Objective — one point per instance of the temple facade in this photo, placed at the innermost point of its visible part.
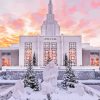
(51, 44)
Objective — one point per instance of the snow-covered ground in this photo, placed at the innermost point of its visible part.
(97, 87)
(18, 92)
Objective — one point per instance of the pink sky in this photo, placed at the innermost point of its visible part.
(24, 17)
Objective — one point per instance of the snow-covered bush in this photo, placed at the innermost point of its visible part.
(30, 79)
(69, 77)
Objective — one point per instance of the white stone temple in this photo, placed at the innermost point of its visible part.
(50, 44)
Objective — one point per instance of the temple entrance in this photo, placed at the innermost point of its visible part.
(50, 52)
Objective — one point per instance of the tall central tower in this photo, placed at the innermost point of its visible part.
(50, 26)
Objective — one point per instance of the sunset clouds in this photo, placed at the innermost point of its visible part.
(24, 17)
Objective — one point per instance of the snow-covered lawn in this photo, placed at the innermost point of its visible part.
(71, 94)
(80, 92)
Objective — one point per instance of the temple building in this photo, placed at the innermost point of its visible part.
(51, 44)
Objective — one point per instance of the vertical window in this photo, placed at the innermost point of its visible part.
(94, 59)
(50, 52)
(27, 53)
(6, 59)
(46, 52)
(72, 53)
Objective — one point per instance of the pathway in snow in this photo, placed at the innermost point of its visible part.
(97, 87)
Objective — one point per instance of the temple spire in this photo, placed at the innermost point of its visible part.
(50, 7)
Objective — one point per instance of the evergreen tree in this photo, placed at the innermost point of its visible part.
(65, 60)
(30, 79)
(49, 59)
(69, 77)
(34, 60)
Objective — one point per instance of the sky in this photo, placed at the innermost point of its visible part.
(25, 17)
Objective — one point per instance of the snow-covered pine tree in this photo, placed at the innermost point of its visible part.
(65, 60)
(34, 60)
(69, 77)
(30, 79)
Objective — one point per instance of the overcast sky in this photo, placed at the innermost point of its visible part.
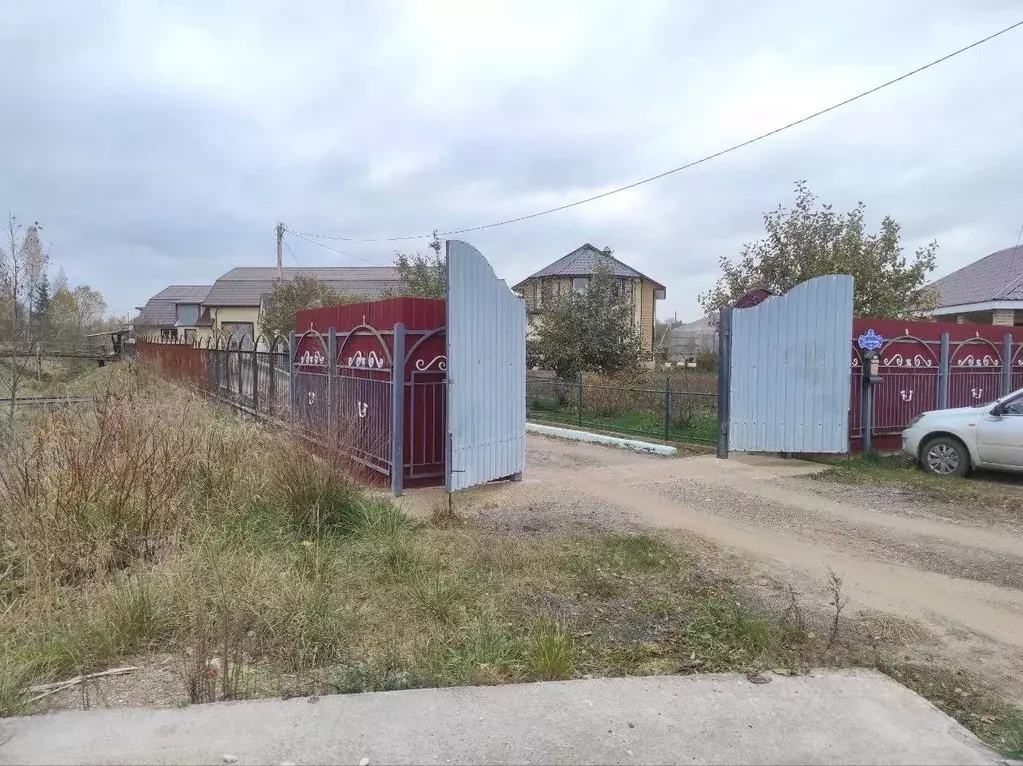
(159, 142)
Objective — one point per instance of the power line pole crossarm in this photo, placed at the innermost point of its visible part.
(280, 229)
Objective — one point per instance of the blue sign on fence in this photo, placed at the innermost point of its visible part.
(871, 341)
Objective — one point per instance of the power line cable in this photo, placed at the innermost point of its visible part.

···

DESCRIPTION OF THE TASK =>
Write the records out once more, exactly as they appear, with no pictures.

ANSWER BELOW =>
Objective — one point per instance of the temple facade in this photo, placed at the innermost point of its visible part.
(51, 44)
Objective — one point per instance of the snow-covered ground in this photo, placed at the innermost point of its visible part.
(97, 87)
(18, 92)
Objective — one point per instance of the pink sky in this photo, placed at the innermost point of its visible part.
(24, 17)
Objective — one point per instance of the snow-covered bush in this photo, placed at the innermost point of its visible part.
(30, 79)
(69, 77)
Objective — one point per instance of the white stone temple in this photo, placed at the innermost point of its visible part.
(50, 44)
Objective — one point per instance of the temple entrance in this photo, placed at the innermost point of its visible part.
(50, 52)
Objective — one point per instance of the tall central tower in this photo, placed at the innermost point of its visible part.
(50, 26)
Objective — one point per instance of the sunset clouds in this photo, placed at the innermost point of its visible part.
(24, 17)
Objective — one point per instance of the snow-covered lawn in this photo, placed at the innermost point of its visible part.
(71, 94)
(80, 92)
Objective — one point per instance of the temple building in this photo, placed at the innermost point of its visible part.
(51, 44)
Objective — one point per instance of the vertical window in this photo, placed at the innermost point of its visible part.
(94, 59)
(50, 52)
(27, 53)
(6, 59)
(46, 52)
(72, 53)
Objective — one point per instance of the pathway in snow in this photo, placed at the innermost point of its visible part.
(97, 87)
Objective — one point per instance of the temple spire in this photo, placed at the innermost point of its visible part.
(50, 7)
Objective — one point per instance of the evergreen tree in this photo, placed at the innermost point of its visible part.
(65, 60)
(30, 79)
(49, 59)
(69, 77)
(34, 60)
Objective — one point per instance of the sky in this photo, placed at the innermost point of its visible part.
(25, 17)
Objective — one point per instance of the snow-covered pine tree in this photo, placed at the innermost point of its visible part.
(65, 60)
(34, 60)
(69, 77)
(30, 79)
Objective — one point per instance of the overcast sky in this photo, placed at the innermost point of its visible part.
(159, 142)
Objective — one point per instance of the power line pole crossarm in this photo, placed at the innermost point of its visible part.
(280, 229)
Objective — one point per instance of the blue sign on fence in this photo, placed at the innermost point of its visible part.
(871, 341)
Objective — one point per instance of the power line cable in this photo, placed at the innermost point of its visible part.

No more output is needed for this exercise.